Records from a dataset:
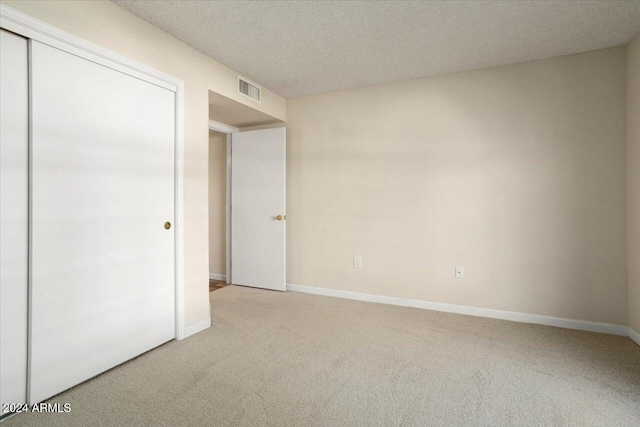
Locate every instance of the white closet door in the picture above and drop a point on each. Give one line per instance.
(14, 205)
(258, 208)
(102, 189)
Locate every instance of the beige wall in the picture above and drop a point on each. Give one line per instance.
(633, 180)
(217, 203)
(516, 172)
(112, 27)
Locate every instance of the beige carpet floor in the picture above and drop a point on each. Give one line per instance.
(302, 360)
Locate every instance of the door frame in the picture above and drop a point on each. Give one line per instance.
(229, 131)
(31, 28)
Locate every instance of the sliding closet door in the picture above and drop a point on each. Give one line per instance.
(14, 204)
(103, 205)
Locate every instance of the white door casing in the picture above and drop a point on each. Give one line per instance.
(14, 205)
(102, 286)
(258, 220)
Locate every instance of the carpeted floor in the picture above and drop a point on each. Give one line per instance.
(276, 359)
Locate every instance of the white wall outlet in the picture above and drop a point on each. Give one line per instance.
(357, 262)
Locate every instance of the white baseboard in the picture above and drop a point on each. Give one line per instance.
(605, 328)
(198, 327)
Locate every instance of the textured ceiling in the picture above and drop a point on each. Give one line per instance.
(303, 48)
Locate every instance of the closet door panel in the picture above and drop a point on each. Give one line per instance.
(102, 191)
(14, 204)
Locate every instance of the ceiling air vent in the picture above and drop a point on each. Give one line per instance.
(248, 89)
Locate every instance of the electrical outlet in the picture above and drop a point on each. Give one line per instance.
(357, 262)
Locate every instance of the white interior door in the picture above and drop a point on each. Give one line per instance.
(258, 208)
(103, 266)
(14, 205)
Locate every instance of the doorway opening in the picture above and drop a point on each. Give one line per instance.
(227, 118)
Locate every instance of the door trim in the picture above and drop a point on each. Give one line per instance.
(227, 130)
(31, 28)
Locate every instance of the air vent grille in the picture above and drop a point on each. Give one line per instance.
(248, 89)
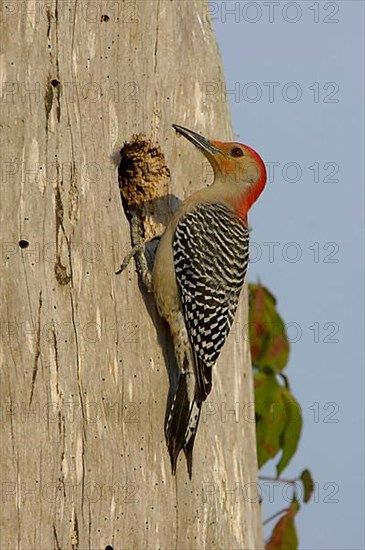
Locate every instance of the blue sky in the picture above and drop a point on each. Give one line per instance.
(295, 73)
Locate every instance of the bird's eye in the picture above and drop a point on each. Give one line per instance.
(236, 152)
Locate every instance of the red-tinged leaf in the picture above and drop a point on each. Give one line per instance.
(284, 535)
(292, 429)
(268, 341)
(308, 484)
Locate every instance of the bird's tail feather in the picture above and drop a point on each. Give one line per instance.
(182, 422)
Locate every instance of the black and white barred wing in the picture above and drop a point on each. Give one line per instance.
(210, 255)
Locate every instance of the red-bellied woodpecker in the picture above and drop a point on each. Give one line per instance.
(198, 275)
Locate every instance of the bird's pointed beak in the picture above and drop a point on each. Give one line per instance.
(199, 141)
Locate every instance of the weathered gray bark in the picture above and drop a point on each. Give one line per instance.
(84, 385)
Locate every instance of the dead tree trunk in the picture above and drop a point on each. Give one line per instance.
(84, 385)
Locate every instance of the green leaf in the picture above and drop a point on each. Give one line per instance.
(278, 420)
(284, 534)
(308, 484)
(292, 430)
(268, 341)
(270, 423)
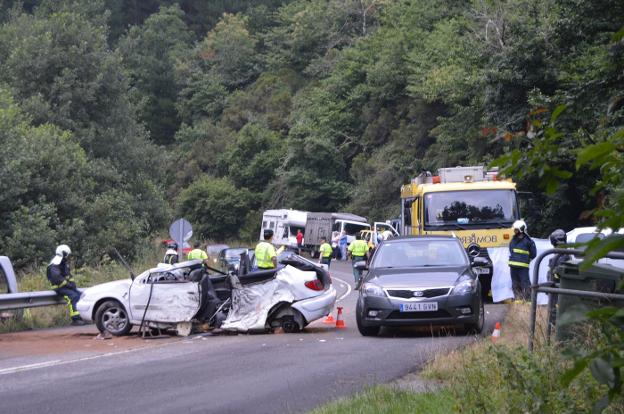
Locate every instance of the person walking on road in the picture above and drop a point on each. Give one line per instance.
(171, 255)
(299, 241)
(342, 243)
(521, 251)
(266, 256)
(63, 283)
(325, 252)
(197, 252)
(358, 249)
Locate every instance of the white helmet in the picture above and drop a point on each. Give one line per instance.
(63, 250)
(519, 225)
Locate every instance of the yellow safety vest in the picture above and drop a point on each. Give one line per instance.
(264, 253)
(326, 250)
(197, 254)
(358, 248)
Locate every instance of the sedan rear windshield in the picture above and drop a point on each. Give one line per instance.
(420, 253)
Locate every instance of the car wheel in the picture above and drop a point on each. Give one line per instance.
(289, 325)
(365, 330)
(111, 316)
(476, 328)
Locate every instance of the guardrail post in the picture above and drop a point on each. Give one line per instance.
(6, 270)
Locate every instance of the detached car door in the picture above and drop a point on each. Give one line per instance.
(171, 298)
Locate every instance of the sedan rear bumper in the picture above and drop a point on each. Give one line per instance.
(452, 310)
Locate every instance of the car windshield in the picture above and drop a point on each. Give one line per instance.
(474, 207)
(234, 253)
(420, 253)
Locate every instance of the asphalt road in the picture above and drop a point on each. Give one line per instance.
(221, 374)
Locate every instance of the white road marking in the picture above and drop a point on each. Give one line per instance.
(58, 362)
(27, 367)
(344, 283)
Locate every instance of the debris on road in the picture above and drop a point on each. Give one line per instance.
(104, 335)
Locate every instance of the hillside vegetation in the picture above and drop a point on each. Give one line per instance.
(116, 116)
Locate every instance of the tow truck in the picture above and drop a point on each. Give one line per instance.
(471, 203)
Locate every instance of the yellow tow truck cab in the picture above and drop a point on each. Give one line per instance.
(468, 202)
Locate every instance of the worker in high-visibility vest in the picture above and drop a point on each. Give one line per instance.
(266, 256)
(358, 250)
(521, 251)
(325, 252)
(62, 281)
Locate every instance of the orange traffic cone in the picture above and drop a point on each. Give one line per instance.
(339, 321)
(329, 320)
(496, 332)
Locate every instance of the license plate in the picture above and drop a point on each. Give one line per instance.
(419, 307)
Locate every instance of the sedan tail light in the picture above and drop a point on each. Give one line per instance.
(314, 284)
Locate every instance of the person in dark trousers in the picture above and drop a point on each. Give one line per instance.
(299, 242)
(266, 256)
(63, 283)
(521, 251)
(171, 255)
(358, 250)
(326, 252)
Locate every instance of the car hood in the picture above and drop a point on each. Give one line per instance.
(118, 286)
(422, 277)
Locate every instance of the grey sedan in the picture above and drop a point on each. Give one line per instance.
(420, 281)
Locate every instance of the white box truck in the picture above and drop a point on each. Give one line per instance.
(284, 223)
(322, 225)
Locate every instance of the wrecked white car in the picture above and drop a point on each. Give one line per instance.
(175, 297)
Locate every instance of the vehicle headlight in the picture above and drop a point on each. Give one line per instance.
(370, 289)
(465, 285)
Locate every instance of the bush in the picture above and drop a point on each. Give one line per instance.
(215, 206)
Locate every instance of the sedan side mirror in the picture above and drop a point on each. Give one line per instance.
(361, 265)
(479, 261)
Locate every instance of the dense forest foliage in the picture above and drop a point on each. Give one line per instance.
(116, 116)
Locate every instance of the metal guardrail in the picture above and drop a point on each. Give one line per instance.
(15, 300)
(11, 301)
(7, 274)
(550, 288)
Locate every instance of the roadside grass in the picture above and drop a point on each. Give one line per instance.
(388, 399)
(503, 377)
(55, 316)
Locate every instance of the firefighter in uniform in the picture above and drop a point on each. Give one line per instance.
(197, 253)
(521, 251)
(358, 249)
(325, 252)
(171, 255)
(63, 282)
(266, 256)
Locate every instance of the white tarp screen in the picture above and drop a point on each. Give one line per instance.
(501, 279)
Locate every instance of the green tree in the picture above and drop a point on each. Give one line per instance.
(252, 159)
(150, 53)
(215, 206)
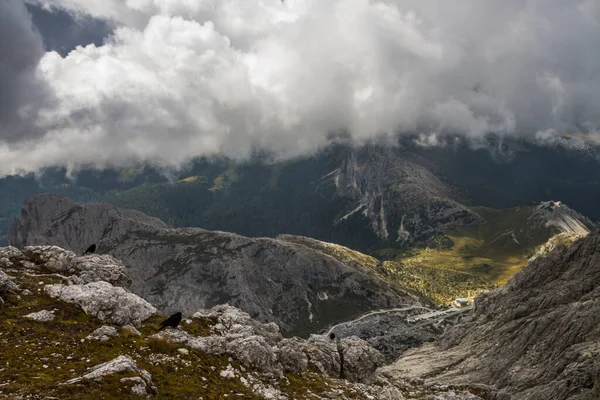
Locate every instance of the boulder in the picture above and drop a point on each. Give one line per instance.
(99, 267)
(103, 334)
(6, 284)
(215, 345)
(360, 360)
(104, 301)
(129, 330)
(52, 257)
(254, 352)
(235, 323)
(121, 364)
(41, 316)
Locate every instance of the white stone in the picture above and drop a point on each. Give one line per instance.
(41, 316)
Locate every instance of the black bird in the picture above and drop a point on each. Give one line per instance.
(172, 321)
(90, 249)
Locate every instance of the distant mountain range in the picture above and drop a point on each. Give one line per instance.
(372, 199)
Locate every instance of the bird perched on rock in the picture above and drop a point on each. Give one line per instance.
(173, 321)
(90, 249)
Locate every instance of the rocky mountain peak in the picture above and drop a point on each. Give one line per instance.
(535, 338)
(302, 288)
(67, 330)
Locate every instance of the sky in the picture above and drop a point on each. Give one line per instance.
(111, 82)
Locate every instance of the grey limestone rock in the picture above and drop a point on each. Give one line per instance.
(103, 334)
(254, 352)
(360, 360)
(535, 338)
(291, 355)
(323, 355)
(7, 285)
(41, 316)
(187, 269)
(108, 303)
(120, 364)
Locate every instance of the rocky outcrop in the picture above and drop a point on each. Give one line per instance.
(79, 270)
(104, 301)
(103, 334)
(560, 217)
(535, 338)
(142, 380)
(291, 355)
(223, 354)
(190, 269)
(6, 284)
(403, 201)
(41, 316)
(360, 360)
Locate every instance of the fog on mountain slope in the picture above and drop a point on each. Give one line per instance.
(177, 79)
(186, 269)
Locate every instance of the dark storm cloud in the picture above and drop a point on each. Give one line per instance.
(21, 91)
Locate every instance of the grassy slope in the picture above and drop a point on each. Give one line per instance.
(489, 251)
(37, 356)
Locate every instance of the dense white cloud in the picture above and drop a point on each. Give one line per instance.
(179, 78)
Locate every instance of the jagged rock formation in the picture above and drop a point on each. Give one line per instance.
(122, 364)
(392, 333)
(218, 353)
(557, 215)
(403, 201)
(535, 338)
(104, 301)
(300, 288)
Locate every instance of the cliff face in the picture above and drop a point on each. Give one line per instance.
(301, 288)
(536, 338)
(403, 201)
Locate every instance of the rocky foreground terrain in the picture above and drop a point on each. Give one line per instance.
(538, 337)
(71, 329)
(302, 289)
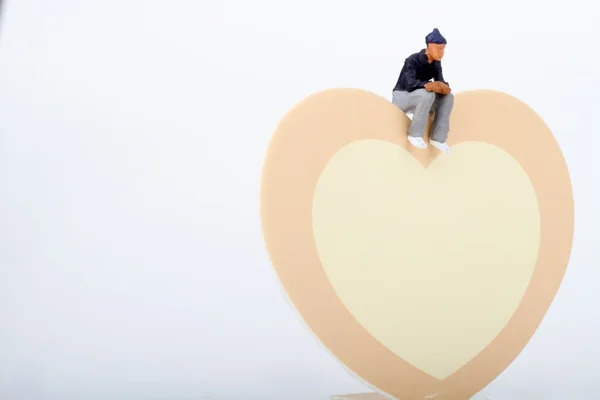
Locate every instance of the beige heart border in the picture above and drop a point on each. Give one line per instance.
(313, 131)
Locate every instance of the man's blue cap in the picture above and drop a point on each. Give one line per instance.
(435, 37)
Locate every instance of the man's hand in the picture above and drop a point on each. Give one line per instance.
(437, 87)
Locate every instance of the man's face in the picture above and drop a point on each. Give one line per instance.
(436, 51)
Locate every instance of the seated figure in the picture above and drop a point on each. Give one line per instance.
(415, 93)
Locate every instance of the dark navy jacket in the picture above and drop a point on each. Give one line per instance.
(417, 71)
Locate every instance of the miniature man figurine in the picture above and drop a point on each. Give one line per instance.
(414, 92)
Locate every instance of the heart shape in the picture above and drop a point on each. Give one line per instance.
(359, 270)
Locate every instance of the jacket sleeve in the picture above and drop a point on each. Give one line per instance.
(412, 83)
(439, 75)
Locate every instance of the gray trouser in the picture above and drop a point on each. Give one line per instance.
(421, 102)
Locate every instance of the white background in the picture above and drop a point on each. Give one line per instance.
(132, 134)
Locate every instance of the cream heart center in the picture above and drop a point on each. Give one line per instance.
(432, 262)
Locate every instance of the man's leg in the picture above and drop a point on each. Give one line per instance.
(440, 126)
(420, 103)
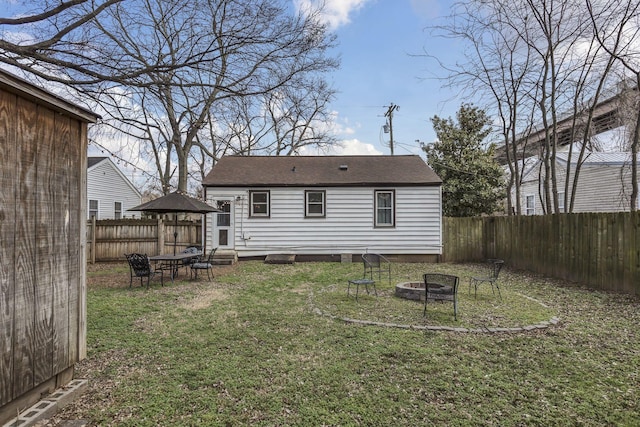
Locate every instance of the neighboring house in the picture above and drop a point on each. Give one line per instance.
(43, 152)
(325, 206)
(604, 184)
(109, 192)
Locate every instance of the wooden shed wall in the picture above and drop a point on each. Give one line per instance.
(42, 256)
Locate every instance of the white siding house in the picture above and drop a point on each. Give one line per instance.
(604, 184)
(109, 192)
(324, 205)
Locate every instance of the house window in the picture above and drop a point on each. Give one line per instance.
(259, 203)
(314, 203)
(530, 204)
(93, 209)
(385, 208)
(223, 218)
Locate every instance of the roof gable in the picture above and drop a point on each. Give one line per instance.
(93, 162)
(263, 171)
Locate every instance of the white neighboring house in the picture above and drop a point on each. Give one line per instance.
(604, 184)
(109, 192)
(324, 206)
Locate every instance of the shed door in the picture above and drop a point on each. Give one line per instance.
(223, 231)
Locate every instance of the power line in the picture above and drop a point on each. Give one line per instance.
(389, 114)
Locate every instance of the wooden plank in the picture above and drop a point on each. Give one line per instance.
(82, 144)
(62, 167)
(45, 239)
(8, 182)
(76, 155)
(25, 252)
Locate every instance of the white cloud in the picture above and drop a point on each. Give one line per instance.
(335, 13)
(347, 147)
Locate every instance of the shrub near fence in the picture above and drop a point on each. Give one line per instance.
(600, 250)
(109, 240)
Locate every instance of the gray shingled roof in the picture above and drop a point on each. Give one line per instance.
(262, 171)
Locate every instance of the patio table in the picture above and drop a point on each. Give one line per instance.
(174, 261)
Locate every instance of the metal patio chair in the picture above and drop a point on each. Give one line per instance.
(204, 264)
(140, 266)
(375, 263)
(492, 271)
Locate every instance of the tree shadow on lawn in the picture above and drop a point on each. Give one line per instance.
(516, 309)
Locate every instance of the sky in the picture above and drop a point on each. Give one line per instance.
(381, 44)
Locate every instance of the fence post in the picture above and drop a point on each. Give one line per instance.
(160, 236)
(93, 239)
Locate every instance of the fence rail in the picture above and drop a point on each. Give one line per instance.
(109, 240)
(600, 250)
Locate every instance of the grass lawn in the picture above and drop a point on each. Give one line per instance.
(265, 345)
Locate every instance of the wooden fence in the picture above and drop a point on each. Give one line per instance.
(109, 240)
(600, 250)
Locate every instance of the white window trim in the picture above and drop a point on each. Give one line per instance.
(115, 211)
(560, 201)
(268, 203)
(307, 212)
(97, 210)
(526, 205)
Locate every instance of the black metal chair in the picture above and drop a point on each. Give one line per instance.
(441, 287)
(195, 250)
(493, 267)
(375, 263)
(204, 264)
(140, 266)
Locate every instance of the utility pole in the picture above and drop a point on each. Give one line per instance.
(389, 115)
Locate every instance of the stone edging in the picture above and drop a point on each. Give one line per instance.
(538, 326)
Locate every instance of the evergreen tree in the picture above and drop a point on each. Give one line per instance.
(473, 182)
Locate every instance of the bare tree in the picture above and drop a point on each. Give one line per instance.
(536, 62)
(617, 28)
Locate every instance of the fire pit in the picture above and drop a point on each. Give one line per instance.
(415, 290)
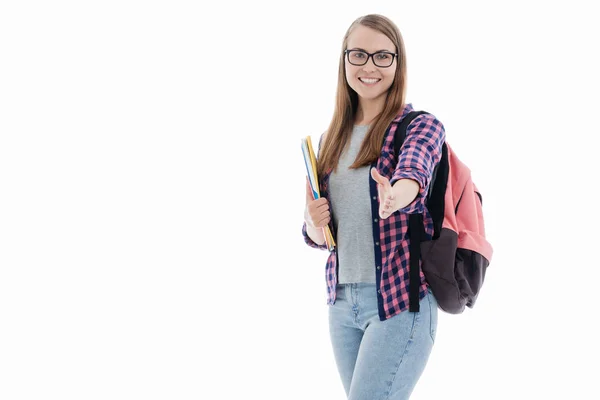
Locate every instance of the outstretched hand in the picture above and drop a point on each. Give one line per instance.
(387, 199)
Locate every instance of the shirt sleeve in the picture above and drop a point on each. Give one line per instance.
(310, 242)
(307, 238)
(419, 154)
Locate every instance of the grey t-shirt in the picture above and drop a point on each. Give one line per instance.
(351, 208)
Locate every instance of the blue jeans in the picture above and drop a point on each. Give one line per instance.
(377, 359)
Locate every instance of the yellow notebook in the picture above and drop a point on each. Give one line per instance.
(310, 160)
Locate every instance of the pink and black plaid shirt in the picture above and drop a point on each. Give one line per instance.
(420, 152)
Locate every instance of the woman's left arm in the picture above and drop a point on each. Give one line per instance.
(419, 154)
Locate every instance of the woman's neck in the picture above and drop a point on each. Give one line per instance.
(368, 110)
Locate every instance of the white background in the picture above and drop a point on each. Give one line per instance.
(152, 194)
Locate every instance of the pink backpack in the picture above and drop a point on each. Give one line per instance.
(456, 258)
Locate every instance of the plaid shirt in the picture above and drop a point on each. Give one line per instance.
(420, 152)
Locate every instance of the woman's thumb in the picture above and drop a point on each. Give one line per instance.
(376, 176)
(309, 193)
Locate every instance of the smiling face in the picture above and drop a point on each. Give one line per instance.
(369, 81)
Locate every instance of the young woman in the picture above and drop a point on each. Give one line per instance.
(380, 347)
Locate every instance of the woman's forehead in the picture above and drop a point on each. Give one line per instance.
(368, 39)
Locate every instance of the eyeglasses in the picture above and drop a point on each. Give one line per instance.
(381, 59)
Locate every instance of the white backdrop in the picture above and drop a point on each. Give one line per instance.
(152, 194)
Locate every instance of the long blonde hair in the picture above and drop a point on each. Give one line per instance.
(346, 104)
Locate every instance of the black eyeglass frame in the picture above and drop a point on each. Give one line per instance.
(371, 56)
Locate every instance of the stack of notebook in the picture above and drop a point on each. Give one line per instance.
(310, 160)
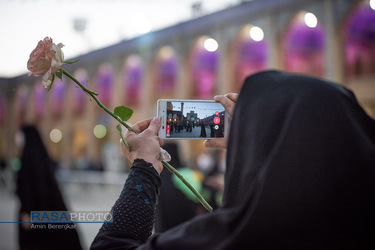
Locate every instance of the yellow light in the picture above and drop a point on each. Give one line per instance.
(100, 131)
(256, 34)
(210, 45)
(311, 20)
(55, 135)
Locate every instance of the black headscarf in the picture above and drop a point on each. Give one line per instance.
(181, 209)
(300, 172)
(38, 190)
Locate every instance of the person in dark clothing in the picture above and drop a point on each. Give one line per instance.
(300, 175)
(173, 207)
(37, 190)
(203, 130)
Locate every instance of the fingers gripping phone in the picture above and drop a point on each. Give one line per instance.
(192, 119)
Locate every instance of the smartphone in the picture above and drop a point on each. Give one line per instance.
(192, 119)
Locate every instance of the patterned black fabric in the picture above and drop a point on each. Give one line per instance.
(134, 211)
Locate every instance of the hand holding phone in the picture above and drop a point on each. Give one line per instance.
(192, 119)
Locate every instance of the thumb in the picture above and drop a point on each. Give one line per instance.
(155, 125)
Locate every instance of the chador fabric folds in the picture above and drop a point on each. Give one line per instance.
(38, 190)
(300, 172)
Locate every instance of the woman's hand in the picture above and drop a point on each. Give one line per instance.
(228, 101)
(146, 144)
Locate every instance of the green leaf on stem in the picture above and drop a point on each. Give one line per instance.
(66, 62)
(50, 86)
(123, 112)
(119, 128)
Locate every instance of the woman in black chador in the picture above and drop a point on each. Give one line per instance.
(38, 190)
(300, 175)
(203, 130)
(173, 207)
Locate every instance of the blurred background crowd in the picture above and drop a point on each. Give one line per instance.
(208, 51)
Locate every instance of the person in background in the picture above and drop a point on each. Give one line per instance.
(38, 190)
(170, 214)
(300, 174)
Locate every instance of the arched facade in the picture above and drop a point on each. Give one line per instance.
(174, 63)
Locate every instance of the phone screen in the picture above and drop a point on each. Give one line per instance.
(194, 119)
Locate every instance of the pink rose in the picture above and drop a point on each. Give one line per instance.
(45, 60)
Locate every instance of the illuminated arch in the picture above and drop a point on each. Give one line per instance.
(304, 46)
(204, 69)
(359, 35)
(166, 66)
(105, 82)
(133, 74)
(250, 53)
(79, 96)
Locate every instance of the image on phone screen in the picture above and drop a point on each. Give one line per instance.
(193, 119)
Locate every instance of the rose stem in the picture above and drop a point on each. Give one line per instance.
(166, 164)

What is being asked: Go back to the data above and please quote exactly, and only, the lines from the line with "Locate every instance of the arched" through its last line.

Expected output:
Locate every instance of the arched facade in the picture above and drop a point on each. Give one line per instance.
(174, 63)
Locate every instance of the phone screen in the picture above and drop a point on each. Give one line per instance.
(194, 119)
Locate every instance of the pink rose in the picture above and drop a point on each. Give one line per instance.
(45, 60)
Locate every instance of the illuminated arch in the picture above and drop a point on each. Give one line per instance.
(304, 46)
(204, 69)
(359, 35)
(166, 66)
(105, 82)
(133, 74)
(250, 53)
(79, 96)
Locate every instance of the image on phone screen in the picture above and drop a point on each. Give one line per instance.
(193, 119)
Locate every instance of the rose stem in the picture above and drop a point on each. Give one line per instance.
(166, 164)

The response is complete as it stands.